WHAT NEEDS TO BE DONE: The data is to be set down once more, exactly as it reads.
_ _ _ _
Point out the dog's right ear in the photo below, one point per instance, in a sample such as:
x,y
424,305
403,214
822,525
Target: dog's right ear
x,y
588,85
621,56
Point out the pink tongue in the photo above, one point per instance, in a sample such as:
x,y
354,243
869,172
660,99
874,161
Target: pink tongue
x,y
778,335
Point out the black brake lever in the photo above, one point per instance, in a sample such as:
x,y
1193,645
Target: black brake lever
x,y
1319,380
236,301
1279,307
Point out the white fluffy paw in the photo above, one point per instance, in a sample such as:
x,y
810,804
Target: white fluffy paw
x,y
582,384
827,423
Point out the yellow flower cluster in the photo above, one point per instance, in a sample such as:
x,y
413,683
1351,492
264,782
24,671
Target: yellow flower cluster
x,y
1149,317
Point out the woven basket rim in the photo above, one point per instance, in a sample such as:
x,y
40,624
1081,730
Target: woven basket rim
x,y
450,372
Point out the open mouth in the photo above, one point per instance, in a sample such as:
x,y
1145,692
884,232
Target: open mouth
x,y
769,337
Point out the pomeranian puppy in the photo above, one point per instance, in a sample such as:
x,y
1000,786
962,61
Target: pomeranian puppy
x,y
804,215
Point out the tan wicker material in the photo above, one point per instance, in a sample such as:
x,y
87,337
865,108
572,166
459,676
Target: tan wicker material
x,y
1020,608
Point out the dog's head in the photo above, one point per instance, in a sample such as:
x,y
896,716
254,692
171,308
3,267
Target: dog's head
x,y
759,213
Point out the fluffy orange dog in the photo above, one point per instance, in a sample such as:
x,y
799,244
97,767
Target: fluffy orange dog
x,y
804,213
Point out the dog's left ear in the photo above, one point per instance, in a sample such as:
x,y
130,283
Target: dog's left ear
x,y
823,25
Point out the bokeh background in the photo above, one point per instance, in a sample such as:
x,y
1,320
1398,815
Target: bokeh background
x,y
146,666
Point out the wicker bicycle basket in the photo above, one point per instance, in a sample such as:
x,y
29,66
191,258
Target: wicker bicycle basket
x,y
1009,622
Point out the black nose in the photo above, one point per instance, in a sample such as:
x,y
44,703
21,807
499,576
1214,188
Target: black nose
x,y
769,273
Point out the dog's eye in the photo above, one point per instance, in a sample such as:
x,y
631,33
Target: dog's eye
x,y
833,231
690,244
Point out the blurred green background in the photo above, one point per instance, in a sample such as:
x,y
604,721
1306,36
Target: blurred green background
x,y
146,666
_ _ _ _
ANSWER BOX:
Point out the dog's right ear in the photo below, one point per instance, in a sample such as:
x,y
424,305
403,214
822,525
Target: dog's right ear
x,y
588,85
621,56
Point out the pink tongue in the photo above, one point per instance, in a sample such as:
x,y
354,243
869,172
660,99
874,161
Target: pink tongue
x,y
778,335
Point out the black brake lever in the photo above, one point per instance, in a sample such as:
x,y
1193,645
Target: black brake lever
x,y
1319,380
236,301
1279,307
Point out the white fluffy paw in the photo above, one point per instance, in a sample such as:
x,y
810,804
Target: white fluffy paw
x,y
582,384
827,423
Point out the yellow flower cluster in the photo above, one point per instance, in a sample such as:
x,y
413,683
1351,492
264,782
24,671
Target: yellow flower cluster
x,y
1149,317
Point out the woven basket rim in the photo above, one point per instance, in a sample such as:
x,y
40,624
1081,730
Target: woven basket rim
x,y
450,372
Point out the open mouth in the photo above, one point per instance, in a sample such as:
x,y
1145,692
884,232
Target: open mouth
x,y
769,337
Point out the pomeranian puppy in the photo above, one point per instance, in a sample such as:
x,y
1000,786
962,61
Target: pomeranian puppy
x,y
804,215
Point out the tan wicker material in the photo above, one point per instance, in a sample such as:
x,y
87,337
865,108
572,166
459,676
Target: tan wicker material
x,y
1020,608
Point out the dog's head in the photo above, one point per instance, in a sample such as:
x,y
896,716
254,692
171,308
3,267
Target: dog's head
x,y
759,213
Point out the fluffy orange dog in the photo above, one point per instance, in a sample such as:
x,y
799,244
97,767
Target: fluffy orange dog
x,y
804,213
Point out the dog's left ear in the photo above, one point per instance, in a sample such as:
x,y
130,283
Target: dog's left ear
x,y
823,25
Point out the bokeh background in the photo above, one point per instance, in a sample such as:
x,y
1,320
1398,815
Target: bokeh background
x,y
146,666
Point out the wicker bicycle basket in the photo above, one point per instance, in a sample such as:
x,y
29,66
191,258
Target: wicker bicycle basket
x,y
1009,622
Point out the black nose in the photo above, one point per instance, in a sample such as:
x,y
44,703
21,807
499,576
1214,188
Target: black nose
x,y
769,273
Point out the dog's eye in the photo above, one point per instance, in a sample such as:
x,y
631,33
Target: dog's eye
x,y
833,231
690,244
Point out the blurred green background in the photo above, one point per instance, in a sample such as:
x,y
604,721
1306,36
Target: blurred green background
x,y
146,666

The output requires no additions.